* [Material for the task]
'''

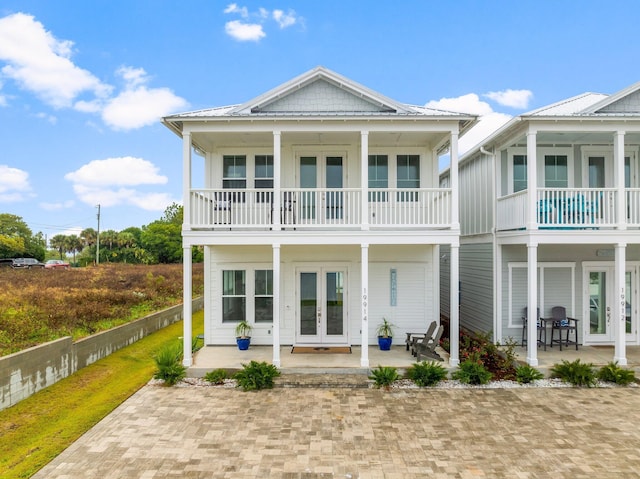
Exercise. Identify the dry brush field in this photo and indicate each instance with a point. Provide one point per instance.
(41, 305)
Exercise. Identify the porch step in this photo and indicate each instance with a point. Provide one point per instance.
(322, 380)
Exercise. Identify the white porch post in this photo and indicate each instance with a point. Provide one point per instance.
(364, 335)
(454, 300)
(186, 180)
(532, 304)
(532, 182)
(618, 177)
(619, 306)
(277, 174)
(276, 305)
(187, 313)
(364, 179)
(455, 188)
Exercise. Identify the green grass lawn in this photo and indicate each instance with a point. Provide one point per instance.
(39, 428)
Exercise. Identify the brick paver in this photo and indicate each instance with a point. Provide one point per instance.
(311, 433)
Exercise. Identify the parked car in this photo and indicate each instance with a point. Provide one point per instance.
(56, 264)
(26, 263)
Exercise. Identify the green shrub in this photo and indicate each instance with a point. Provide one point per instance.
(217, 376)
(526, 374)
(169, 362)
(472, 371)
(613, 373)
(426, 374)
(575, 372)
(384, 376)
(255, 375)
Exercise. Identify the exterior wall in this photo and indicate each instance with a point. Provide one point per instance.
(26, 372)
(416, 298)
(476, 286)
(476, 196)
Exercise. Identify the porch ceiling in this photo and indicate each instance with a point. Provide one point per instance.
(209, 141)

'''
'''

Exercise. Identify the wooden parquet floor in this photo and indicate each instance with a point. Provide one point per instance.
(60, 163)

'''
'''

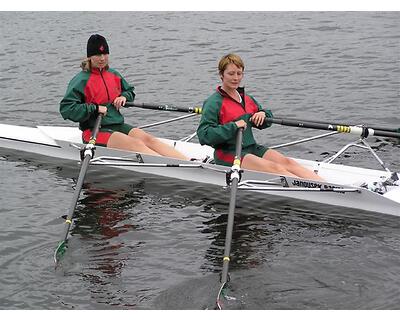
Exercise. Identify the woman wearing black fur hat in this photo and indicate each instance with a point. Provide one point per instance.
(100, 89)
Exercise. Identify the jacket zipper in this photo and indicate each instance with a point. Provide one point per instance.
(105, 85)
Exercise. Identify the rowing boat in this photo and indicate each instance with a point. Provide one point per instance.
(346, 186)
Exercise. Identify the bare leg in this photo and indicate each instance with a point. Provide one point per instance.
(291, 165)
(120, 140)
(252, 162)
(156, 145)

'''

* [Written exercise]
Which lines in the items above contain the string "green"? Report every such line in full, treating uppercase and lowercase as different.

* [Solution to this problem]
Exercise. Identify the green grass lawn in this photo and indicate each instance with a point. Provide one point per instance.
Exercise. Identify the green shrub in this photo and indicate each instance with a point. Provide one point per instance.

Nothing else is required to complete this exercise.